● **Written exercise**: Rewrite every one of the records below with "component" changed to "module" and everything else left as it is, omitting the pictures from your answer.

● **Provided data**:

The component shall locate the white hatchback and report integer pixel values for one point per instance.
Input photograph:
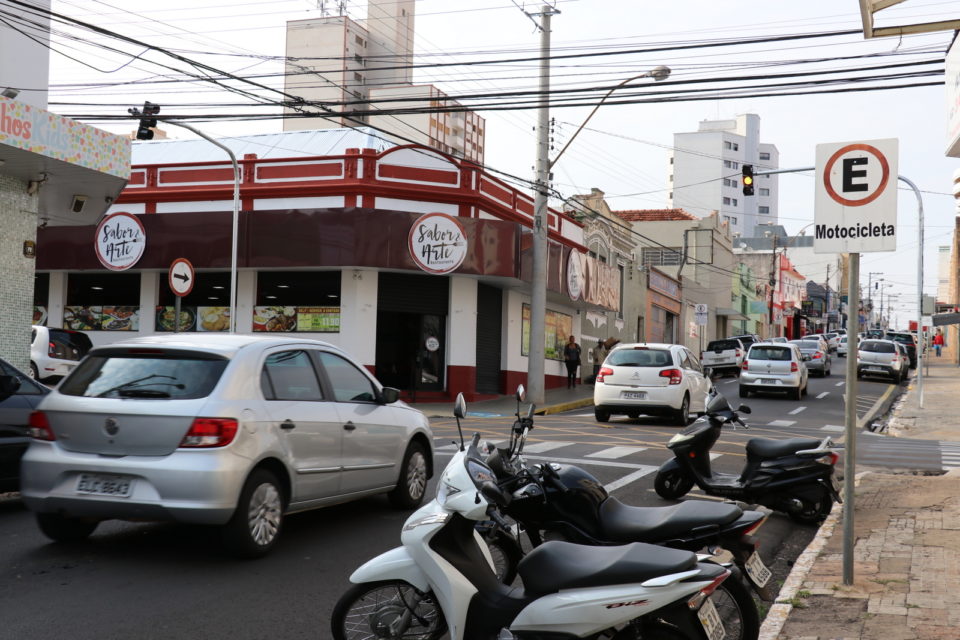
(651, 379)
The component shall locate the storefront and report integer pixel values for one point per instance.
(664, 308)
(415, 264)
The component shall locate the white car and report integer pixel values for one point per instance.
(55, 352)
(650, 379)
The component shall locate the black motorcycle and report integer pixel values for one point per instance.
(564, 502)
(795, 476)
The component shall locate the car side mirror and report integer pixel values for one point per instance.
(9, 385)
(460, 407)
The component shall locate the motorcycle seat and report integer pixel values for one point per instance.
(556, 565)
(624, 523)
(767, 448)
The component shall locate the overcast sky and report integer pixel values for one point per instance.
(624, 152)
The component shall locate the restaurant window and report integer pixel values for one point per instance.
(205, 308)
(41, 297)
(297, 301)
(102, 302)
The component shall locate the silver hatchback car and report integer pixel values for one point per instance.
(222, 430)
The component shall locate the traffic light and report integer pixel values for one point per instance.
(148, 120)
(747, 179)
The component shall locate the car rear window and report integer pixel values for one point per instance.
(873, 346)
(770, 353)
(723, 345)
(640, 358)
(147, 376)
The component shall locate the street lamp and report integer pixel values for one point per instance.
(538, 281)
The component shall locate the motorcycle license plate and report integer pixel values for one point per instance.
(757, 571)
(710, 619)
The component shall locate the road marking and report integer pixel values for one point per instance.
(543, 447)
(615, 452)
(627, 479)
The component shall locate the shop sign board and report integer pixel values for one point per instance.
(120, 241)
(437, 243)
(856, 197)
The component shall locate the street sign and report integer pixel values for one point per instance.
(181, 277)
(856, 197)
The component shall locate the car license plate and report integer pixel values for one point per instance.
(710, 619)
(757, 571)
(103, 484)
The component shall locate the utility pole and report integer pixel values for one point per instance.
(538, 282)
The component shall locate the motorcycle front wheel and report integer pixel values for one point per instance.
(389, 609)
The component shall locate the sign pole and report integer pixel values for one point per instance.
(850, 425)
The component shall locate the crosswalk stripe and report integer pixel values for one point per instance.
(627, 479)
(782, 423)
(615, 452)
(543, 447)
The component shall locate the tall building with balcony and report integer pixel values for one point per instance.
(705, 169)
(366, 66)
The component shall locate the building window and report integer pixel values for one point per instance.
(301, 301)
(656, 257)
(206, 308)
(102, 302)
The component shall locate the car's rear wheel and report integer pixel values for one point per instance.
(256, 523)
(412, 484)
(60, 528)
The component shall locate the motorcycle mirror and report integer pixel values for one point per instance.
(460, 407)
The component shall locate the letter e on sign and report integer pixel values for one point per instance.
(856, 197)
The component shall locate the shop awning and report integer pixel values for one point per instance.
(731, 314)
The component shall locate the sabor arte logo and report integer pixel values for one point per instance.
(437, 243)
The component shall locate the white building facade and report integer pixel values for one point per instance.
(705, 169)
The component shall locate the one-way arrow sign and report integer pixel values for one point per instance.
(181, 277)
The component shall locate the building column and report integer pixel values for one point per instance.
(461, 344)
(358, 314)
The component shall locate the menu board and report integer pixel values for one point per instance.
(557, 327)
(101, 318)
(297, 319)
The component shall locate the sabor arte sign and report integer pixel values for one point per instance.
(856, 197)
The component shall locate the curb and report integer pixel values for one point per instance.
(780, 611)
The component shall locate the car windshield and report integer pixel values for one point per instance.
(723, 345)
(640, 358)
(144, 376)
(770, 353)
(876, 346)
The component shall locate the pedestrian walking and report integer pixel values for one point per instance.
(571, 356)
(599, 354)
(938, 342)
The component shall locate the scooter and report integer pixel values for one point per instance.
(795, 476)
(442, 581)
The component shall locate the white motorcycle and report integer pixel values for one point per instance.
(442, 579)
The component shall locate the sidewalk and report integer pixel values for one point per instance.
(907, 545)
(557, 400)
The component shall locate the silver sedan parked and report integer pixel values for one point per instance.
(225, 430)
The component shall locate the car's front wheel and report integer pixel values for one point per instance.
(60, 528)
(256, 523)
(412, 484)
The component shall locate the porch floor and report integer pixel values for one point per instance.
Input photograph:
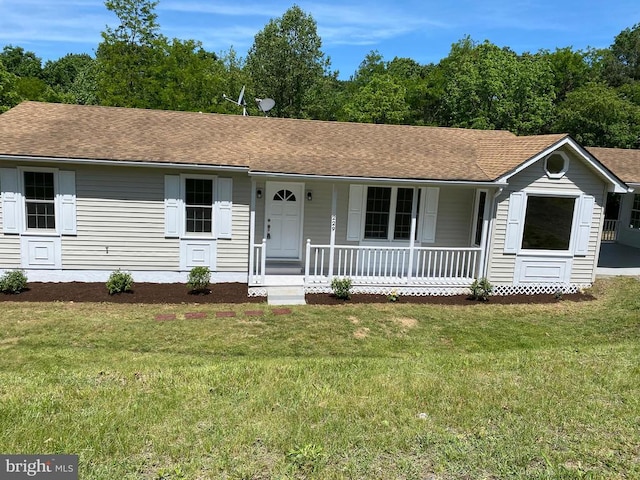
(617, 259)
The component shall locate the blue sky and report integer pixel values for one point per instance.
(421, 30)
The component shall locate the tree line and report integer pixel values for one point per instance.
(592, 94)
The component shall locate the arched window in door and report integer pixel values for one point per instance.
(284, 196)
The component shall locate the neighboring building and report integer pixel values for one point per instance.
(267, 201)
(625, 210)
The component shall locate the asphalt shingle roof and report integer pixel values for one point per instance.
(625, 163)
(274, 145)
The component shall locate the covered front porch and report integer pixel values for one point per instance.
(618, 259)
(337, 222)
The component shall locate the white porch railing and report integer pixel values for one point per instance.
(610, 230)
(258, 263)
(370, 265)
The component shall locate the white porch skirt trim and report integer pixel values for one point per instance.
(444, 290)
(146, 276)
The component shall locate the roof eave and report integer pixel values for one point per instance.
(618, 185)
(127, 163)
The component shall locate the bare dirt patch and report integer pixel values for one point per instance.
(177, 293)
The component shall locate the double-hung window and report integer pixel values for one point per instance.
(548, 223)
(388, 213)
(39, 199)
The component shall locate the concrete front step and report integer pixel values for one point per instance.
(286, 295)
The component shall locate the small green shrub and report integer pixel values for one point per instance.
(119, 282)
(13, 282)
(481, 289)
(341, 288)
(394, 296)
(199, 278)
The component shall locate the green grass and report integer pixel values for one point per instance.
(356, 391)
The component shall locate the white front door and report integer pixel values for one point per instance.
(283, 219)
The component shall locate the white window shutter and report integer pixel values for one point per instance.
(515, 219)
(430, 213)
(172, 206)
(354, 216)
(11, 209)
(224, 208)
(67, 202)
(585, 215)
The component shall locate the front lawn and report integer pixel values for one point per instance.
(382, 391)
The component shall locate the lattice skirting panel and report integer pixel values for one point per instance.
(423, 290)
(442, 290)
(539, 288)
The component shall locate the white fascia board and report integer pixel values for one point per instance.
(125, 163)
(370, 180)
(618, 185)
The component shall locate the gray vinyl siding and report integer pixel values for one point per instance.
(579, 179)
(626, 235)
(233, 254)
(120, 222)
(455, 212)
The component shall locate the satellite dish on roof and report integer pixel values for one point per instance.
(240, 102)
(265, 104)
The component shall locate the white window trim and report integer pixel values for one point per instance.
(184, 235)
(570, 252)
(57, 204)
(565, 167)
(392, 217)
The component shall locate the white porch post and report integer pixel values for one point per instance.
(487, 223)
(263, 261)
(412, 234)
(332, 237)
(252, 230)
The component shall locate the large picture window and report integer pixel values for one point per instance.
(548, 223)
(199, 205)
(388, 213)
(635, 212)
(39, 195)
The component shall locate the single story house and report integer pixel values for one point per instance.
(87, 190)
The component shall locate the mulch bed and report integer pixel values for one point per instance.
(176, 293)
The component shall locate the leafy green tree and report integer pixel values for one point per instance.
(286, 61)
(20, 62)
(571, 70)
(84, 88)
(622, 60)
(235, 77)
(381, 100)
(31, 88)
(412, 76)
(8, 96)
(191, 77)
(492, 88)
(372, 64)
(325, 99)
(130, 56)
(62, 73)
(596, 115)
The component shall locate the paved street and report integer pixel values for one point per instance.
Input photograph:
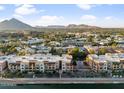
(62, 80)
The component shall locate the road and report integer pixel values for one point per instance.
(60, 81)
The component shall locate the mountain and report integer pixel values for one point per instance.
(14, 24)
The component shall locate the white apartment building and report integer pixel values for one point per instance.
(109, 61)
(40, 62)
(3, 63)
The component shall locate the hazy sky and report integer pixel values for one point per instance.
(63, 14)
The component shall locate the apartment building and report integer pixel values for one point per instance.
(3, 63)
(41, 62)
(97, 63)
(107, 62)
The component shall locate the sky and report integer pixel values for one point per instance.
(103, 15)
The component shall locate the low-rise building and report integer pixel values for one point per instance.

● **Written response**:
The module shall locate the white hatchback and report integer pixel values for one point per instance.
Input photograph:
(651, 379)
The module shall locate the storefront and report integer pixel values for one point per instance.
(664, 308)
(415, 264)
The module shall locate the white car and report integer pixel values for one point per instance.
(55, 352)
(650, 379)
The module shall locate the black motorcycle and report integer pixel values for one point per instance.
(564, 502)
(795, 476)
The module shall locate the car side mirror and report integer pixel values for one point per instance.
(9, 385)
(460, 407)
The module shall locate the motorcycle seat and report integer pixel values for one point per instance.
(556, 565)
(624, 523)
(767, 448)
The module shall locate the overcast sky and report integer pixel values for one point per instance.
(624, 152)
The module shall locate the restaurant window and report integer pixel values for one point per instance.
(205, 308)
(41, 297)
(297, 301)
(102, 302)
The module shall locate the silver hatchback car and report integer pixel values for one point per instance.
(222, 430)
The module shall locate the traffic light and report integer pixel values for one point per instance.
(148, 120)
(747, 179)
The module shall locate the car rear window and report integer pixel values for one point per instance.
(873, 346)
(770, 353)
(723, 345)
(640, 358)
(147, 376)
The module shall locate the street lamp and report integer pixel values for one point per instance.
(538, 281)
The module shall locate the motorcycle license plate and report integer pixel values for one point per instance.
(757, 571)
(710, 619)
The module shall locate the road marking and report integer pixel values for one point per instance.
(543, 447)
(615, 452)
(627, 479)
The module shall locate the shop sign board and report integer pixel values for one point per instance.
(120, 241)
(437, 243)
(856, 197)
The module shall locate the street sign and report integer pixel values for one point per instance.
(181, 277)
(856, 197)
The module shall locate the car license plate and report integer pixel values for one point per instance.
(710, 619)
(757, 571)
(103, 484)
The module shall locate the utility pole and report integer pixel values for one point per instance.
(538, 282)
The module shall locate the motorcycle front wheel and report integer pixel values for one point per instance.
(389, 609)
The module shall locate the sign pole and report integer pixel values for one point per instance.
(850, 425)
The module shall locate the crosswalk stripe and report integer pixel values for one point per instance.
(627, 479)
(782, 423)
(615, 452)
(543, 447)
The module shall locate the tall building with balcony and report integer pixel values for one point per instance.
(705, 169)
(366, 66)
The module shall locate the building window and report integer pixel values for one point per instance.
(301, 301)
(656, 257)
(206, 308)
(102, 302)
The module shall locate the car's rear wheel and report integer pixel values for one point per instance.
(256, 523)
(412, 484)
(60, 528)
The module shall locate the motorcycle mirror and report integer pixel values for one point per instance.
(460, 407)
The module shall locate the letter e on sign and report integer pixel values for one point per instance.
(856, 197)
The module shall locate the shop awning and report integer pixel values for one point per instance.
(731, 314)
The module shall locate the sabor arte logo and report integer pixel values for one point per instance.
(437, 243)
The module shall locate the white building facade and report integer pixel values for one point per instance.
(705, 169)
The module shall locate the one-way arrow sign and report integer pixel values for one point per instance.
(181, 277)
The module shall locate the building column and report integer pixel values for one point per instance.
(461, 344)
(358, 314)
The module shall locate the menu board and report integer pixel values for one point per instance.
(557, 327)
(101, 318)
(297, 319)
The module shall locate the sabor arte sign and report integer pixel values for one point per instance.
(856, 197)
The module shall locate the curb and report integer pixel values for one point per instance.
(780, 611)
The module shall locate the car windshield and report integer pixel values for one point per instance.
(723, 345)
(640, 358)
(144, 376)
(770, 353)
(876, 346)
The module shall locate the pedestrian walking and report integer pixel values for one point per instance.
(571, 356)
(599, 354)
(938, 342)
The module shall locate the scooter and report integer pixel values for one point per instance.
(795, 476)
(442, 581)
The module shall locate the white motorcycle and report integer pixel values for one point per instance.
(442, 579)
The module shall locate the sidewalk and report integer pixel values for one point per instance.
(907, 545)
(557, 400)
The module shall locate the silver sedan parked and report integer pixel values for one point per instance.
(225, 430)
The module shall locate the car's front wheel and report integer pixel values for one point per instance.
(60, 528)
(256, 523)
(412, 484)
The module shall locate the porch floor and report integer pixel values for one point per instance.
Input photograph:
(617, 259)
The module shall locate the blue sky and report integer pixel values for one point per instance.
(421, 30)
The module shall locate the tree line and report integer pixel values for one point per instance.
(592, 94)
The module shall locate the arched window in door and report integer pixel values for one point per instance.
(284, 196)
The module shall locate the neighboring building and report integer pixel values for one point per instance.
(267, 201)
(625, 210)
The module shall locate the asphalt shingle roof and report integer pixel values for one point per instance.
(625, 163)
(274, 145)
The module shall locate the covered front porch and report integer pixel values for one point per instance.
(618, 259)
(337, 222)
The module shall locate the white porch railing and report integer pixel values for one point per instance.
(610, 230)
(258, 263)
(370, 265)
The module shall locate the white porch skirt trim and report integer pixel values for one point per instance.
(444, 290)
(146, 276)
The module shall locate the roof eave and report integer pixel values for one point per instance.
(618, 185)
(127, 163)
The module shall locate the bare dirt patch and report integer pixel values for one point per instance.
(177, 293)
The module shall locate the double-hung window and report integer pixel values for one point per instance.
(548, 223)
(388, 213)
(39, 199)
The module shall locate the concrete front step and report integer pixel values for one point per instance.
(286, 295)
The module shall locate the small green shrub and report integer pixel values for one point per instance.
(119, 282)
(13, 282)
(481, 289)
(341, 288)
(394, 296)
(199, 278)
The module shall locate the green grass and report integer pixel values for one point per instance.
(356, 391)
The module shall locate the white front door and report integer pixel values for one point per instance.
(283, 219)
The module shall locate the white window shutter and report integer pixel values for one point per instance.
(515, 219)
(430, 213)
(172, 206)
(354, 216)
(11, 209)
(224, 208)
(67, 202)
(585, 215)
The module shall locate the front lawn and report integer pixel values for one point per instance.
(382, 391)
The module shall locate the lattice skirting panel and report integer pixel values for one point per instance.
(423, 290)
(442, 290)
(539, 288)
The module shall locate the white fascia board and report integer pixel values for one point per instance.
(125, 163)
(370, 180)
(618, 185)
The module shall locate the gray vinyl siding and report integer pixel values for one point per instance.
(579, 179)
(626, 235)
(233, 254)
(120, 222)
(455, 212)
The module shall locate the satellite dish on roof and report integer pixel values for one point per instance.
(240, 102)
(265, 104)
The module shall locate the white window trim and report integer pixel values for one point per instance.
(184, 235)
(570, 252)
(57, 204)
(565, 167)
(392, 217)
The module shall locate the white porch post and report integer pixel values for one point per instance.
(487, 223)
(263, 261)
(412, 234)
(332, 237)
(252, 230)
The module shall locate the large picture window and report integer pixel values for one point per instance.
(548, 223)
(199, 205)
(388, 213)
(635, 212)
(39, 195)
The module shall locate the single story house and report integer pixel values for one point per instance.
(87, 190)
The module shall locate the mulch bed and report integer pixel values for one point per instance.
(176, 293)
The module shall locate the leafy green tree and report integer pixel values for one point per instance.
(286, 61)
(20, 62)
(571, 70)
(84, 88)
(622, 60)
(235, 77)
(381, 100)
(31, 88)
(412, 76)
(8, 96)
(191, 77)
(492, 88)
(372, 64)
(325, 99)
(130, 56)
(62, 73)
(596, 115)
The module shall locate the paved street and report integer pixel values for one point per instance.
Input photograph:
(62, 80)
The module shall locate the road and report integer pixel values for one point per instance.
(60, 81)
The module shall locate the mountain and report integer pixel values for one point per instance.
(14, 24)
The module shall locate the white apartment building and report integer pixel values for one point per instance.
(109, 61)
(40, 62)
(3, 63)
The module shall locate the hazy sky and report integer pixel values for one point per instance.
(63, 14)
The module shall locate the apartment building and report integer pixel values for one point per instance.
(3, 63)
(41, 62)
(97, 63)
(107, 62)
The module shall locate the sky and report integer pixel values for one point per instance.
(103, 15)
The module shall locate the low-rise building and report integer pixel values for one point per instance.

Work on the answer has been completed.